### Given instruction
Copy out each line of the items below that contains the string "blurred". Case counts.

### Rows

------------

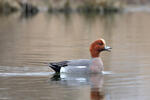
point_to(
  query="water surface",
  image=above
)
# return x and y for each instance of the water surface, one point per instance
(27, 44)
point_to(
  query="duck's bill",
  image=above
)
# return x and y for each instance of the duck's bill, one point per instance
(107, 48)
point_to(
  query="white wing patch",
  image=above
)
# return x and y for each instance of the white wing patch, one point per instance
(81, 67)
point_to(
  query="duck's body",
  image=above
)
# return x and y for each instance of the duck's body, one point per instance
(93, 65)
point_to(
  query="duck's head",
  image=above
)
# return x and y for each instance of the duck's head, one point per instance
(97, 47)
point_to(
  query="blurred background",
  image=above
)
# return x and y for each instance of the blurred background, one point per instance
(35, 32)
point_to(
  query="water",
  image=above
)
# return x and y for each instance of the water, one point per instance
(27, 44)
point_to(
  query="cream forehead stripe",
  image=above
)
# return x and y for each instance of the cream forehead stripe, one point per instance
(103, 41)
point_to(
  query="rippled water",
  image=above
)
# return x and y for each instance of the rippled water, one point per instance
(27, 44)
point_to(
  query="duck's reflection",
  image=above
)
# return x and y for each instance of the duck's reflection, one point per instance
(95, 81)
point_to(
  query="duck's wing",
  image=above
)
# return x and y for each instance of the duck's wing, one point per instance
(56, 66)
(69, 64)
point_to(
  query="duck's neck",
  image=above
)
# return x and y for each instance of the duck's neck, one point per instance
(95, 54)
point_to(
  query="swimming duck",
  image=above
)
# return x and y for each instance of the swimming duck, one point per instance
(93, 65)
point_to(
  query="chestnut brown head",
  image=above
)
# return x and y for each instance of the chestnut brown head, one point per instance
(97, 47)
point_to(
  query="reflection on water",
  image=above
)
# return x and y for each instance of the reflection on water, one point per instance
(27, 44)
(95, 81)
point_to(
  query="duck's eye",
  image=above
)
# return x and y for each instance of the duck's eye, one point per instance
(100, 43)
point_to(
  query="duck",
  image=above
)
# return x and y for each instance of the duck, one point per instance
(82, 66)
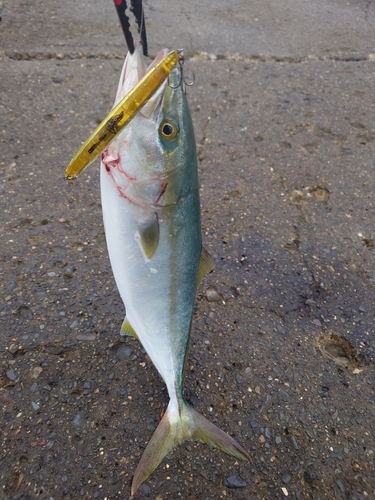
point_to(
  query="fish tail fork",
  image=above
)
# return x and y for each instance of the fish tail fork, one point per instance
(177, 426)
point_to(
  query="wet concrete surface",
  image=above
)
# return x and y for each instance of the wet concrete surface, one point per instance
(283, 347)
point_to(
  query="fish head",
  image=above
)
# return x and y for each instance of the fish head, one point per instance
(153, 159)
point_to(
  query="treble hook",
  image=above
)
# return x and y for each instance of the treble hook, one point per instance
(182, 80)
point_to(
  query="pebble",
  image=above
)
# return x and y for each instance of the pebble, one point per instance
(11, 375)
(86, 336)
(212, 295)
(79, 420)
(234, 481)
(146, 490)
(84, 464)
(341, 486)
(69, 270)
(284, 395)
(124, 352)
(12, 285)
(286, 478)
(294, 443)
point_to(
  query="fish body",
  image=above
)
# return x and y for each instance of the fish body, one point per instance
(151, 212)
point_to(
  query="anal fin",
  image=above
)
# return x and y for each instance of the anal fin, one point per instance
(127, 329)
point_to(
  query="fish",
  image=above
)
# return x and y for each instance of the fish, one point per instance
(151, 214)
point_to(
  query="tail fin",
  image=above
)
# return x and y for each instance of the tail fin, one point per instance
(179, 425)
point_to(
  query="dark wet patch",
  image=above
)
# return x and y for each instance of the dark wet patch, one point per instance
(321, 193)
(341, 351)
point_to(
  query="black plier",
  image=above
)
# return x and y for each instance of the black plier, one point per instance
(137, 9)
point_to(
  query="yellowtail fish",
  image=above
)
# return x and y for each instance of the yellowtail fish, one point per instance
(150, 199)
(121, 114)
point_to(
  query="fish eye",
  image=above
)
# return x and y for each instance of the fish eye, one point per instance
(168, 130)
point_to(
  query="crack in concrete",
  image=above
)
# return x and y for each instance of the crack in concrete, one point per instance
(199, 56)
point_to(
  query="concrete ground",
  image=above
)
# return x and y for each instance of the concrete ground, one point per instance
(282, 355)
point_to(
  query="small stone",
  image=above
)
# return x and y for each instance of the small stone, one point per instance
(11, 375)
(212, 295)
(341, 486)
(124, 352)
(284, 395)
(36, 371)
(294, 443)
(79, 420)
(12, 285)
(286, 478)
(234, 481)
(13, 348)
(310, 302)
(146, 490)
(69, 270)
(88, 337)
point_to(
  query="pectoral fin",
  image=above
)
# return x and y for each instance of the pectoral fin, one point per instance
(148, 236)
(127, 329)
(206, 264)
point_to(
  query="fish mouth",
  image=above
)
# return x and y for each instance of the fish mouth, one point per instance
(134, 69)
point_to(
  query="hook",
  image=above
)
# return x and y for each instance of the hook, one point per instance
(182, 80)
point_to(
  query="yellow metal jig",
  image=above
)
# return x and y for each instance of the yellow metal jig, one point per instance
(121, 114)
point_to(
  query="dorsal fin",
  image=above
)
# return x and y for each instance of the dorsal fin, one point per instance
(127, 329)
(206, 264)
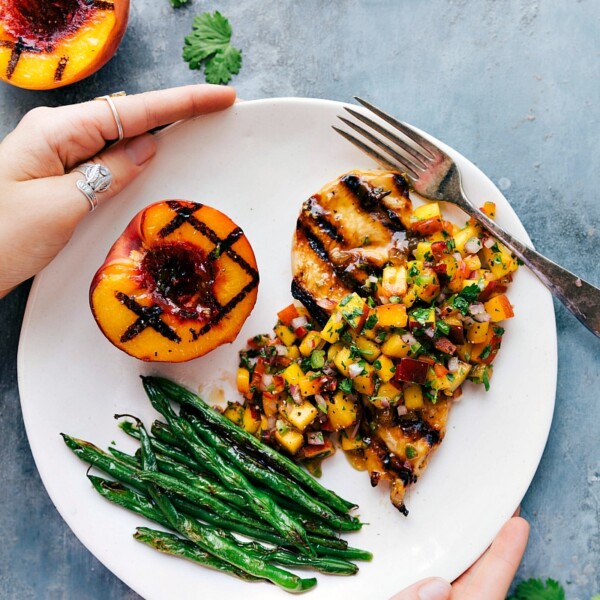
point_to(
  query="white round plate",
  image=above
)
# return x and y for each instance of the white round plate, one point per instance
(257, 162)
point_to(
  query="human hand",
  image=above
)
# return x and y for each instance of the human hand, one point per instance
(40, 204)
(487, 579)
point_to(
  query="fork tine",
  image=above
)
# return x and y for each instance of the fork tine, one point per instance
(409, 132)
(418, 158)
(374, 154)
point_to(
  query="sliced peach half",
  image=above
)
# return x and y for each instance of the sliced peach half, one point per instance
(180, 281)
(45, 44)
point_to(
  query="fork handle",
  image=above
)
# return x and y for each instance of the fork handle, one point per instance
(578, 296)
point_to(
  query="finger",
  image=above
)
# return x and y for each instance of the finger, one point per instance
(428, 589)
(491, 576)
(140, 113)
(61, 138)
(61, 197)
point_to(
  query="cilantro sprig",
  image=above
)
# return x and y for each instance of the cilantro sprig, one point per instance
(209, 46)
(535, 589)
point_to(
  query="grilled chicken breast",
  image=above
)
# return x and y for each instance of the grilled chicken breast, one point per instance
(346, 234)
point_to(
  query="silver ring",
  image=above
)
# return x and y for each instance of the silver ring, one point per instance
(113, 109)
(97, 180)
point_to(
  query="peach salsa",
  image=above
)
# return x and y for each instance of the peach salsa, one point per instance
(380, 373)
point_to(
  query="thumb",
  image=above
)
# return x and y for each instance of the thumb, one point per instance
(427, 589)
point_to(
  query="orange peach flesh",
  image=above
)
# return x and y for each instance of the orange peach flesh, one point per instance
(44, 48)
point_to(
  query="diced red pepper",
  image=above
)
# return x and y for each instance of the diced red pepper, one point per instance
(288, 314)
(427, 226)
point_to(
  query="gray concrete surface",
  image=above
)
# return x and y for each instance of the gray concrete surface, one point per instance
(512, 84)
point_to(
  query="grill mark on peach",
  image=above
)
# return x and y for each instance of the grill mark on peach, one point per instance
(60, 68)
(101, 5)
(185, 214)
(225, 310)
(18, 48)
(148, 316)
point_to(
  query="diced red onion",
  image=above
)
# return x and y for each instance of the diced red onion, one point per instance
(328, 370)
(483, 317)
(298, 322)
(266, 381)
(354, 429)
(476, 308)
(315, 438)
(409, 338)
(453, 364)
(295, 393)
(321, 402)
(354, 370)
(473, 245)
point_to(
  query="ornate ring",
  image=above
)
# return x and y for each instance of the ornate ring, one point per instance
(113, 109)
(97, 180)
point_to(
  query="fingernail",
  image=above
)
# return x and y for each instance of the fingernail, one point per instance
(141, 149)
(436, 589)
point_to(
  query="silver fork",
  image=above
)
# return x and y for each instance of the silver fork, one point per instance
(435, 176)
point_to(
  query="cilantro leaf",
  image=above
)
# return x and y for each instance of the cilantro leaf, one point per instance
(470, 292)
(534, 589)
(209, 45)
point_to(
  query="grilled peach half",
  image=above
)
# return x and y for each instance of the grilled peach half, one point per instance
(180, 281)
(47, 44)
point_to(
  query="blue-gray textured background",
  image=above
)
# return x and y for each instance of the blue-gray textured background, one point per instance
(512, 84)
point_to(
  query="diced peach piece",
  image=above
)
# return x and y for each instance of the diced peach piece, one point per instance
(354, 310)
(499, 308)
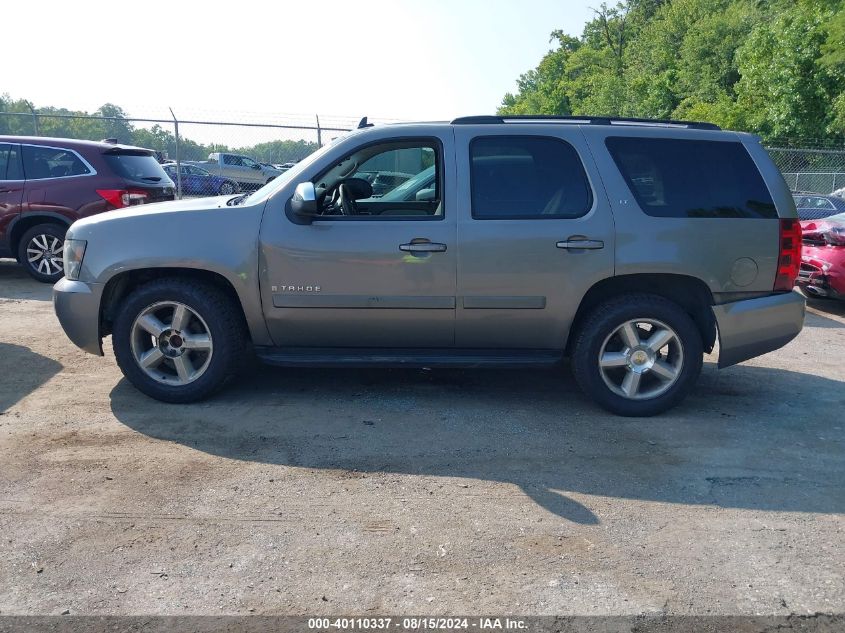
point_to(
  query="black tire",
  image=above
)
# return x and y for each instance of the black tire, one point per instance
(44, 268)
(226, 330)
(603, 321)
(227, 188)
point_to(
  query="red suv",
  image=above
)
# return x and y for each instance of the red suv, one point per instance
(48, 183)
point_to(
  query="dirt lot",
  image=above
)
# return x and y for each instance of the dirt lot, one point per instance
(345, 491)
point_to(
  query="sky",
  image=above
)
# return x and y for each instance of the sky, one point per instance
(250, 59)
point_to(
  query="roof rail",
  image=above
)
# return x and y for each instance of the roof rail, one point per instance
(588, 120)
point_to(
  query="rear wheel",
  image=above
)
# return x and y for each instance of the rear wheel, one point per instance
(637, 355)
(40, 252)
(179, 340)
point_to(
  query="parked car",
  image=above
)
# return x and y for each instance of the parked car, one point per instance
(626, 248)
(423, 186)
(248, 173)
(48, 183)
(822, 271)
(197, 181)
(814, 206)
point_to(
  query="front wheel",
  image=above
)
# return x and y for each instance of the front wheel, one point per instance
(41, 252)
(178, 340)
(637, 355)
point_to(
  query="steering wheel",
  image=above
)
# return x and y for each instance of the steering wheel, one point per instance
(347, 202)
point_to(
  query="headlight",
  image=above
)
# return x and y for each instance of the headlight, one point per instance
(73, 253)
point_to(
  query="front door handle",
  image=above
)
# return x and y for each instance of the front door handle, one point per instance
(580, 244)
(422, 246)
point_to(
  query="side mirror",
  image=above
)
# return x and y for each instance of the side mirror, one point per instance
(425, 195)
(304, 201)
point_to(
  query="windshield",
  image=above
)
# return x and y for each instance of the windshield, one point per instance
(412, 186)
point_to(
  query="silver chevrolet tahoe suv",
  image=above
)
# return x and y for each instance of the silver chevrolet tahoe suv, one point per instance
(627, 246)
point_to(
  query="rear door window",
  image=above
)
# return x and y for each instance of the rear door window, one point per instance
(524, 177)
(681, 178)
(42, 163)
(135, 166)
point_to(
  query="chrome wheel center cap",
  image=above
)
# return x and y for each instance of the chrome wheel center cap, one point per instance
(640, 360)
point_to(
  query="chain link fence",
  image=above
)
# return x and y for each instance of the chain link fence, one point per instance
(275, 142)
(812, 170)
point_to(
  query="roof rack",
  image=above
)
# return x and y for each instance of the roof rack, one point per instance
(587, 120)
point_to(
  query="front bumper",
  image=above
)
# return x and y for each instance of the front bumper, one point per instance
(77, 305)
(757, 326)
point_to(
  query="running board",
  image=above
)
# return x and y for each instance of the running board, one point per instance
(354, 357)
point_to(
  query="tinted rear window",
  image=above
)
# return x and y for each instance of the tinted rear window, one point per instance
(142, 167)
(41, 163)
(692, 179)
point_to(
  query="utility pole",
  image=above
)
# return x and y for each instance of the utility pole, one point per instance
(178, 157)
(34, 119)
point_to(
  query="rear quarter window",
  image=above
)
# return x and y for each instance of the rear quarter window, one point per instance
(527, 177)
(680, 178)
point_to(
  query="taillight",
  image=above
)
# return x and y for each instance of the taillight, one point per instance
(120, 198)
(789, 257)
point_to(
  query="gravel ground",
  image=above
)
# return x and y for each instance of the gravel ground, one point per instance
(427, 492)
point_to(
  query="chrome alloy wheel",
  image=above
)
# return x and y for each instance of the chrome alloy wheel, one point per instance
(171, 343)
(44, 254)
(641, 359)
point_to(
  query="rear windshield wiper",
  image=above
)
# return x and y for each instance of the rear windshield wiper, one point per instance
(236, 201)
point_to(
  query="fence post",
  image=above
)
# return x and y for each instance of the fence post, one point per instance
(34, 119)
(178, 156)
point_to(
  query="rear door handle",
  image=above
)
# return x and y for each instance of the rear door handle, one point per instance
(581, 244)
(420, 246)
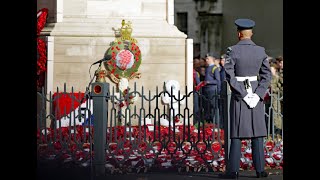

------------

### Written response
  query="blurred background",
# return x and y for each instance of the blurred background, one point per instance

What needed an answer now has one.